• [Problem requirements] Start at the line containing "Target: round table top" and transcribe every line exactly through the end of the records below, and only those lines.

----- Dataset extract -----

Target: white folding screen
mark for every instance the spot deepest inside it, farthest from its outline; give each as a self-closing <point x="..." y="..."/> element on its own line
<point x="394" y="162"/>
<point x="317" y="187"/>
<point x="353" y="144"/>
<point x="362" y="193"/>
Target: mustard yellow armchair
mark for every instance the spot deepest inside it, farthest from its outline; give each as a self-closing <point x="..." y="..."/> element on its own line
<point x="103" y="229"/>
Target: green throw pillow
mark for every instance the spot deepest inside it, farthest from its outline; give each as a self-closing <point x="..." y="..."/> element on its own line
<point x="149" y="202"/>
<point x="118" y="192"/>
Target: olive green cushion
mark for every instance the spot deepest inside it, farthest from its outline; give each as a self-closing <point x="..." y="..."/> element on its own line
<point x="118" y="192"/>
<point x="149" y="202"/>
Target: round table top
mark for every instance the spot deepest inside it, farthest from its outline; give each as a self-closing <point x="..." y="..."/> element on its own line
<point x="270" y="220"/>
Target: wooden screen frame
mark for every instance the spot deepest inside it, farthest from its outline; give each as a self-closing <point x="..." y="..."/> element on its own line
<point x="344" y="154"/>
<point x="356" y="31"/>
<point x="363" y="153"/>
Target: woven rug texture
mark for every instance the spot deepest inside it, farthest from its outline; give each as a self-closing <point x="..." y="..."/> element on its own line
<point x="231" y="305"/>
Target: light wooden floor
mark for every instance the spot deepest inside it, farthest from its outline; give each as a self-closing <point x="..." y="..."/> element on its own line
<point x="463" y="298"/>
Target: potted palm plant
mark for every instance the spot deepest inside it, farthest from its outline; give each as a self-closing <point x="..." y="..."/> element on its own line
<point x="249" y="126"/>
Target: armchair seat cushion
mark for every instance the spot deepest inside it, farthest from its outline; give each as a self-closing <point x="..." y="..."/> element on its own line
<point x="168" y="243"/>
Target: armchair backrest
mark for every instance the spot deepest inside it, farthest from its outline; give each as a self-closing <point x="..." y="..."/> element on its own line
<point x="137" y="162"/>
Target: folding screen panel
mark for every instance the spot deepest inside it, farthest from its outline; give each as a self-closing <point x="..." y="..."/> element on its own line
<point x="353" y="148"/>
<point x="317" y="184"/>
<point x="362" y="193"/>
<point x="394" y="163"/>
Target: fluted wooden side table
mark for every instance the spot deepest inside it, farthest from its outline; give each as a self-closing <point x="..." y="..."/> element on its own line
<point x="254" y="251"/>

-----

• [Task output]
Target: round table top
mark for every instance the spot deepest inside it, farthest from its outline; give each as a self-closing <point x="..." y="..."/> element on its own line
<point x="270" y="220"/>
Target: wooden screen frame
mark for every instance the spot deepest inside it, farthest from its outline; give each as a self-closing <point x="..." y="..."/> element on its own line
<point x="344" y="154"/>
<point x="356" y="31"/>
<point x="363" y="153"/>
Target: woven rug texture
mark for every instance the spot deepest inside it, farthest from its outline; give each as a self-closing <point x="..." y="..."/> element on its own line
<point x="231" y="305"/>
Target: light wooden floor
mark for every instance the spot deepest inside it, farthest from its outline; give each as a self-closing <point x="..." y="..."/> element on its own line
<point x="463" y="298"/>
Target: potted palm plant
mark for every instance the spot deepest inside it, farthest from its outline; give each as a self-closing <point x="..." y="..."/> element on its own line
<point x="249" y="126"/>
Target: armchair seat cushion
mark for every instance the spot deepest inside it, farthest from its outline; give each as a self-closing <point x="..." y="..."/> element on its own line
<point x="168" y="243"/>
Target: armchair backrest
mark for every instance the spot deepest inside it, farthest from its outline; give each as a self-closing <point x="..." y="..."/> element on its own line
<point x="137" y="162"/>
Target: folding screen panel
mark for every instance the spot deepest inside it, farthest from its outline; give each as a self-closing <point x="..." y="..."/> element on its own line
<point x="353" y="148"/>
<point x="317" y="184"/>
<point x="362" y="193"/>
<point x="394" y="163"/>
Target: fluted wooden side table
mark for every instance the spot deepest inside it, farthest from its outline; give each as a self-closing <point x="..." y="..."/> element on its own line
<point x="254" y="251"/>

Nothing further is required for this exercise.